**Qué se pide**
Copia otra vez el pasaje del texto sobre el documental «Máquina voladora» que va de "Pero fracasó. Fue" a "Santiago, FIDOCS 2016.", pero pon "cortometraje documental" en lugar de "largometraje documental".

Desde una mirada audiovisual sutil y sumamente perceptiva -que es la propuesta del director Vicente Barros-, Rolf se muestra retraído, contemplativo, alejado, distante del mundo, lo que refleja un deseo, una rebeldía, una fuerza, como si el accidente haya sido una oportunidad y no tan sólo una tragedia.

Por Francisco Marín-Naritelli

Publicado el 26.09.2017

“El mundo es una esfera de cristal, / el hombre anda perdido si no vuela / no puede comprender la transparencia”.
Pablo Neruda

Ícaro. Clásico mito de la antigua Grecia. El inventor, hijo de Dédalo, que le mostró a Ariadna cómo Teseo podía enfrentar el laberinto de Minos, pero también quien intentó volar por los cielos, por medio de unas alas fabricadas por su padre y adheridas con cera, para liberarse de la prisión a la que el propio Minotauro los había condenado.

Pero fracasó. Fue mayor el impulso, su imprudencia, de sentirse dueño del mundo y acercarse demasiado al sol que derritió la cera, precipitándolo al mar.

Quizás Rolf Behncke Soublette (33 años) no se sienta dueño del mundo, pero sí desea volar, volar como las aves, los pájaros, volar por los cielos, dando impulso y sentido a su imaginación, porque, para Rolf, la naturaleza habla a través de él. Esta es la propuesta de “Máquina voladora”, largometraje documental dirigido por Vicente Barros, que se adjudicó el Premio Especial del Jurado en la competencia nacional del Festival Internacional de Documentales de Santiago, FIDOCS 2016.

“Mi cabeza choca contra el vidrio, y se quiebra el vidrio, las neuronas se mezclan y la información que había en el cerebro desapareció”, dice Rolf, quien encuentra en la fabricación de una máquina voladora un camino único y liberador para romper las jaulas terrenales y mentales, claro está, pero también para (re)construir su propia identidad después del accidente automovilístico que protagonizó y que le provocó una severa amnesia.

**Datos registrados**
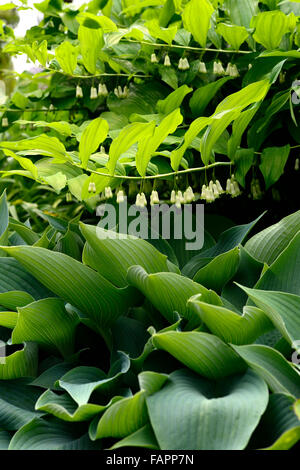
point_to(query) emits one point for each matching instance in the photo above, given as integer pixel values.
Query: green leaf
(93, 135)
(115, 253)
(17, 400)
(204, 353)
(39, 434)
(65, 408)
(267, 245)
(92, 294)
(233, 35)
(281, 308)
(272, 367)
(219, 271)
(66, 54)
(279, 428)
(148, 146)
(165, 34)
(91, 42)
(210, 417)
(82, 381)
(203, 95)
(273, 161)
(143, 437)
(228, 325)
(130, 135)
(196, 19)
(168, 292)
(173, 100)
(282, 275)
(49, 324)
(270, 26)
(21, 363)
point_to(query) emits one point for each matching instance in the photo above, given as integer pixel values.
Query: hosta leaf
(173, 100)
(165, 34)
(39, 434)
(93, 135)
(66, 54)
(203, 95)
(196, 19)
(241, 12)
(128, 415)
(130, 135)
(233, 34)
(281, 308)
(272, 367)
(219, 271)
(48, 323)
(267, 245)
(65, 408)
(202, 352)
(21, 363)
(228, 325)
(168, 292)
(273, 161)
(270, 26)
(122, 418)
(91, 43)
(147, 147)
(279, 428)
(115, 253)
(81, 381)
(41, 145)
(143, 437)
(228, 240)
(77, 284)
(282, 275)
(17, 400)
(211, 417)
--
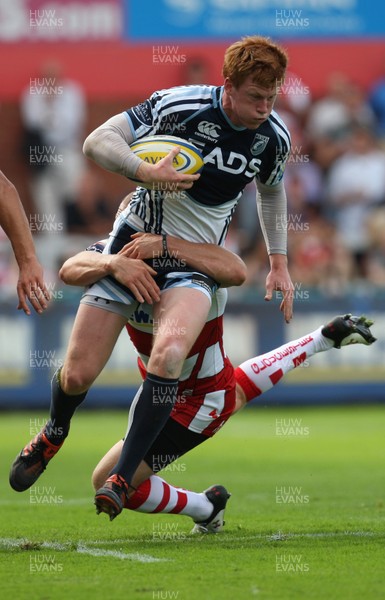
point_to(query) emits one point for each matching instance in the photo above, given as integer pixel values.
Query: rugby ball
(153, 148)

**Respuesta**
Pero fracasó. Fue mayor el impulso, su imprudencia, de sentirse dueño del mundo y acercarse demasiado al sol que derritió la cera, precipitándolo al mar.

Quizás Rolf Behncke Soublette (33 años) no se sienta dueño del mundo, pero sí desea volar, volar como las aves, los pájaros, volar por los cielos, dando impulso y sentido a su imaginación, porque, para Rolf, la naturaleza habla a través de él. Esta es la propuesta de “Máquina voladora”, cortometraje documental dirigido por Vicente Barros, que se adjudicó el Premio Especial del Jurado en la competencia nacional del Festival Internacional de Documentales de Santiago, FIDOCS 2016.